**PASSAGE PROVIDED**

Posts Tagged ‘ cranberry

Smoke and Mirrors: Cranberry Sassafras Root Beer Goose

I have been unfair lately. While it’s been fun brewing feet in malt beverages and fashioning cakes into thinly-veiled approximations of lady bits, the authenticity that makes Salty Seattle Salty Seattle has been lacking. You see, I don’t really eat like that, I eat like the food in this post, and it’s not nice of me to keep it from you for so long. I hope you haven’t forgotten about the part of this site that brings you wildly-experimental yet lustily edible food, because it’s back with a vengeance herein.

goose in cranberry sassafras brine

I am a fortunate girl. Whenever a spate of emotions crescendoes, I’ve always known I could turn to the kitchen to assuage the overflow that threatens to seep out. The holidays are a naturally-stressful time, and that, coupled with the fact that my heart feels like it’s been pummeled by a lathe the past few months, have made for a season of jejune spirit.

There is a good chance many of you feel similar, while the sources of our angst may be different. We would all do well to take a moment and remember the things that add meaning to our lives, because it’s easy to forget. You are someone’s daughter or son, and they love you, no matter where they are. You are a mother, a lover, a trusted friend, or a resident nut job, and someone appreciates and admires you for it. There is a whole lotta unconditional love floating around this world, and whenever it fleets out of grasp, figure out a way to tap in- it will help immeasurably.

My tap-in is cooking, and I had forgotten that what with all the smoke and mirrors around lately. Thankfully I found this feast- its inspiration- somewhere inside myself, and I think smoke and mirrors is a very appropriate theme. Life can be smoke and mirrors- relationships, jobs, moments forced to crisis, the social milieu, a facebook status update that doesn’t tell the whole story, or a tweet that decocts a life-changing moment into 140 characters. It’s our job to extract truth and beauty from the surface and to distill the undercurrent of veracity beneath.

I want my food to speak to the world. I want to execute the perfect bite that not only causes a deluge of pleasure, but also changes the way we think about life. The relationship between food and life is intrinsic; as time passes, tastes change.

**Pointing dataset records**
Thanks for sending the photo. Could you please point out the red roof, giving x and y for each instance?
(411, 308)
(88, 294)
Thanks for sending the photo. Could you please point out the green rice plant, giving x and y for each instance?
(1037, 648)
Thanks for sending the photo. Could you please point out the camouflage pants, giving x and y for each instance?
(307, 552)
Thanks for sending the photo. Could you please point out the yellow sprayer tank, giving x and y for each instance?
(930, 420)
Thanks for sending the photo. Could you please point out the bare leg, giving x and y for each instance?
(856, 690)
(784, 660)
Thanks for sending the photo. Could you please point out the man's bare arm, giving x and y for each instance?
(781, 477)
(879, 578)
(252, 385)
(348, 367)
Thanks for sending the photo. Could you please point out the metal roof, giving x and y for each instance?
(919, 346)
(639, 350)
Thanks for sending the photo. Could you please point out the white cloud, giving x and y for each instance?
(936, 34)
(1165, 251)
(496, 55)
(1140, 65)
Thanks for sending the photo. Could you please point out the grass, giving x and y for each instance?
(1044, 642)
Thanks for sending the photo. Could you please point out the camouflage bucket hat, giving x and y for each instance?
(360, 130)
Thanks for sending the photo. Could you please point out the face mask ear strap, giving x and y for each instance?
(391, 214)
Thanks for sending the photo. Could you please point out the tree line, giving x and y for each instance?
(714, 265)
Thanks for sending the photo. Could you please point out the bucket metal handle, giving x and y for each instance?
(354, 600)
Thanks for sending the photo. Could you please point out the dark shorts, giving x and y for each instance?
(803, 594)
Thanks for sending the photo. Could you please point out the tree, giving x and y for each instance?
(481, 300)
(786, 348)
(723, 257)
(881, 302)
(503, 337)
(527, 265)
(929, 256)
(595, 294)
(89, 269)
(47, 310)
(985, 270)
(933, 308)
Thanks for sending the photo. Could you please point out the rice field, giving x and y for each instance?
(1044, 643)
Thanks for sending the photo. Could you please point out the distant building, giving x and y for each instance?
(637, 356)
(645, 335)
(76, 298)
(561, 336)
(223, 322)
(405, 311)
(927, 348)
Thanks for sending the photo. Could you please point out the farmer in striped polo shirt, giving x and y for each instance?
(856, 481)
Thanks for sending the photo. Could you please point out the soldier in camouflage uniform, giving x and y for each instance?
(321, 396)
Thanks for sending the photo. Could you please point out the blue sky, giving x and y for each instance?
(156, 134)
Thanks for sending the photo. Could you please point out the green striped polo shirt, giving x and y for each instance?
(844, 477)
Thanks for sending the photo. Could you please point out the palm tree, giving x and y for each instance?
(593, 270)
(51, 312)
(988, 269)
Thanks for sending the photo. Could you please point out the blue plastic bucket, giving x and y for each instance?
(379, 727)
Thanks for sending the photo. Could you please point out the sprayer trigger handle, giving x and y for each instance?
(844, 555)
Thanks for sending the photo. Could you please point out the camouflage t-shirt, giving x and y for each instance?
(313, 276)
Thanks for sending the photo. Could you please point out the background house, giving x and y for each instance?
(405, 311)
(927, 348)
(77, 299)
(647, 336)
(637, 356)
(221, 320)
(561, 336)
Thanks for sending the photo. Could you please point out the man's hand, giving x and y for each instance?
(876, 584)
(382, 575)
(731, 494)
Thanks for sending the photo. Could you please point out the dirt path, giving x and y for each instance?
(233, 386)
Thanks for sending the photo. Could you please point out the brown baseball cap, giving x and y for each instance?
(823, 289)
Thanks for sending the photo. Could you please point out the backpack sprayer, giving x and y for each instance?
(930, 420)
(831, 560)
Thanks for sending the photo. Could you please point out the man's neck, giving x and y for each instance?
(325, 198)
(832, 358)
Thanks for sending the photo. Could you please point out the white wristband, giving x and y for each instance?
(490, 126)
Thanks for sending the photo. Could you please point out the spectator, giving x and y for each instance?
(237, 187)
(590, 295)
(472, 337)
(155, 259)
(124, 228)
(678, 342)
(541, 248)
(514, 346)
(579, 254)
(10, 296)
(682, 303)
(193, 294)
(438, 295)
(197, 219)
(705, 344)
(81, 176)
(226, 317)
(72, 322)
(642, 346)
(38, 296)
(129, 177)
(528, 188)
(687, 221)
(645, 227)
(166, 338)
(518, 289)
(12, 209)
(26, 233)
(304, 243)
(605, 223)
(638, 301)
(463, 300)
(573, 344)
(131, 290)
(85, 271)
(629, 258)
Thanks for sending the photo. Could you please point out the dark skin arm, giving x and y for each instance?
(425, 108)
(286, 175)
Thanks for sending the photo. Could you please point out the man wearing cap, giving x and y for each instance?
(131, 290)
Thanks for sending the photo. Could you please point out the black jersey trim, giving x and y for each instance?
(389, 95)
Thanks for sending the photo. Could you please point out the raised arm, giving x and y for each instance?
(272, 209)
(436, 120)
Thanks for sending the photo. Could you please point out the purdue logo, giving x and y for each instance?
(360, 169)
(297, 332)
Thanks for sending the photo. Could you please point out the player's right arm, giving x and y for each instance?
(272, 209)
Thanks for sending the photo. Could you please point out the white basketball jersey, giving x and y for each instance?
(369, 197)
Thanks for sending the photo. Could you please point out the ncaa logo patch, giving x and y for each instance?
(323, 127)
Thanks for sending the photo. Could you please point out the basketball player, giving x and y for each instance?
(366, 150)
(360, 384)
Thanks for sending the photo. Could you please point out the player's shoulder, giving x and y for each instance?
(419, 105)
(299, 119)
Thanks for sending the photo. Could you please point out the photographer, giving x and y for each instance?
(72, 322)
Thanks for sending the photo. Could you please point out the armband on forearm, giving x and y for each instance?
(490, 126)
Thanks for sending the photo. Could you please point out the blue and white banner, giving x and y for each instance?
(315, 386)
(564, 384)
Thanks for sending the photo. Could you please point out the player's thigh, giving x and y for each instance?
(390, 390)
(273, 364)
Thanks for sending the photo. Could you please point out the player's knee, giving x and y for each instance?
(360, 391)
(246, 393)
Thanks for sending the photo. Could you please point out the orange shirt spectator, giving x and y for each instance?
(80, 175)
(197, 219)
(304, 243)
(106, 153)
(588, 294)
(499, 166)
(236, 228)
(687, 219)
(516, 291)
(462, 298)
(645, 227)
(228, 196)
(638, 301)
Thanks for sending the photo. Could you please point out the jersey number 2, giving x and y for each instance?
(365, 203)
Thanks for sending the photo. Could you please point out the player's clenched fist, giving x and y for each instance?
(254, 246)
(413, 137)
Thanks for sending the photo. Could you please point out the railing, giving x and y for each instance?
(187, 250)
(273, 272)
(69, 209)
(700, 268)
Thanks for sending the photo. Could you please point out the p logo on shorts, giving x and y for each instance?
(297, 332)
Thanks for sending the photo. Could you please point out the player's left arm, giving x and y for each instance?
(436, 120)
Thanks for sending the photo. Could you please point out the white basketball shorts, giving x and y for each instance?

**TASK OBJECTIVE**
Reproduce the part of the cranberry goose blog post above between "There is a good" and "will help immeasurably.", inclusive, word for word.

**RESPONSE TO THIS EXERCISE**
There is a good chance many of you feel similar, while the sources of our angst may be different. We would all do well to take a moment and remember the things that add meaning to our lives, because it’s easy to forget. You are someone’s daughter or son, and they love you, no matter where they are. You are a mother, a lover, a trusted friend, or a resident nut job, and someone appreciates and admires you for it. There is a whole lotta unconditional love floating around this world, and whenever it fleets out of grasp, figure out a way to tap in- it will help immeasurably.